Start of Block

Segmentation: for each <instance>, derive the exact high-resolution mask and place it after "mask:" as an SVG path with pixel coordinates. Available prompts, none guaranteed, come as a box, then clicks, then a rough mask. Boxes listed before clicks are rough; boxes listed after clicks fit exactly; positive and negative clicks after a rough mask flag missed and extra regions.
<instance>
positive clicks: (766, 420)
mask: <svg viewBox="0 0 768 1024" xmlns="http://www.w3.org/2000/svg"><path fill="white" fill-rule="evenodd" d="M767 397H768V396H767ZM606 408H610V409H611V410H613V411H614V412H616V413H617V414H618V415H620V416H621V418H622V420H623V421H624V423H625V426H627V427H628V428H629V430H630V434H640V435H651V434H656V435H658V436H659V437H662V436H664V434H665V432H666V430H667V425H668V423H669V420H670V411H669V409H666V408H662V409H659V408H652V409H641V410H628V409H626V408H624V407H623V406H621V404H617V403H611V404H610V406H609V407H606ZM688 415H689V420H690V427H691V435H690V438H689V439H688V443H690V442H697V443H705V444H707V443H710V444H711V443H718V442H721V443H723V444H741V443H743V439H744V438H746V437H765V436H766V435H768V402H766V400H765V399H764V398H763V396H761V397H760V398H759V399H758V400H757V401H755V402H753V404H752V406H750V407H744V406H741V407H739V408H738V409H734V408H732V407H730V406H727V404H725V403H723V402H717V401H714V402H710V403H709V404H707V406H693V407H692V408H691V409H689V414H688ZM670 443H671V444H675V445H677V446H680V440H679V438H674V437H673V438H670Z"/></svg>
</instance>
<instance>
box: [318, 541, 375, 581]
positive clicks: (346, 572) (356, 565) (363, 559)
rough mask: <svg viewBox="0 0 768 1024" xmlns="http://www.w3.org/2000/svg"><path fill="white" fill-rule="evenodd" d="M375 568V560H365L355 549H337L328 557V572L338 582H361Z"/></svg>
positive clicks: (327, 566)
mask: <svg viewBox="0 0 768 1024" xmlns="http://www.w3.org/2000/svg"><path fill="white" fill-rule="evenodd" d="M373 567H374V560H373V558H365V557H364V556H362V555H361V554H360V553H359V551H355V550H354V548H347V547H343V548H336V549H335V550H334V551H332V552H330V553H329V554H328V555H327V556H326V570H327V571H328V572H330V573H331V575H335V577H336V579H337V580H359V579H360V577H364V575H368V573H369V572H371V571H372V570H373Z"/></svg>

End of Block

• [Task directions] Reproduce each entry above. Every word must match.

• [Answer to this task]
Segmentation: for each <instance>, derive the exact high-resolution mask and place it after "mask:" as an SVG path with pixel coordinates. Available prompts, none guaranteed, come as a box, then clicks, then a rough mask. Boxes listed before clicks are rough; boxes listed after clicks fit exactly; positive and negative clicks after a rough mask flag missed and extra regions.
<instance>
positive clicks: (766, 420)
mask: <svg viewBox="0 0 768 1024" xmlns="http://www.w3.org/2000/svg"><path fill="white" fill-rule="evenodd" d="M767 397H768V396H767ZM606 408H610V409H611V410H613V411H614V412H616V413H617V414H618V415H620V416H621V418H622V420H623V421H624V423H625V426H627V427H628V428H629V430H630V434H640V435H651V434H656V435H658V436H659V437H662V436H664V434H665V432H666V430H667V425H668V423H669V420H670V411H669V409H666V408H662V409H659V408H652V409H641V410H628V409H626V408H624V407H623V406H621V404H617V403H611V404H610V406H609V407H606ZM688 415H689V420H690V427H691V435H690V438H689V439H688V443H690V442H697V443H705V444H707V443H710V444H711V443H718V442H721V443H723V444H741V443H743V439H744V438H746V437H765V436H766V435H768V402H766V400H765V399H764V398H763V396H761V397H760V398H759V399H758V400H757V401H755V402H753V404H752V406H750V407H744V406H741V407H739V408H738V409H734V408H732V407H730V406H727V404H725V403H723V402H717V401H714V402H710V403H709V404H707V406H693V407H692V408H691V409H689V414H688ZM670 443H671V444H675V445H677V446H680V440H679V438H674V437H673V438H670Z"/></svg>
</instance>
<instance>
box: [318, 541, 375, 581]
positive clicks: (346, 572) (356, 565) (363, 559)
rough mask: <svg viewBox="0 0 768 1024" xmlns="http://www.w3.org/2000/svg"><path fill="white" fill-rule="evenodd" d="M375 568V560H365L355 549H337L328 557V572L338 582H361Z"/></svg>
positive clicks: (327, 566)
mask: <svg viewBox="0 0 768 1024" xmlns="http://www.w3.org/2000/svg"><path fill="white" fill-rule="evenodd" d="M373 567H374V560H373V558H365V557H364V556H362V555H361V554H360V553H359V551H355V550H354V548H347V547H343V548H336V549H335V550H334V551H332V552H330V553H329V554H328V555H327V556H326V570H327V571H328V572H330V573H331V575H335V577H336V579H337V580H359V579H360V577H364V575H368V573H369V572H371V571H372V570H373Z"/></svg>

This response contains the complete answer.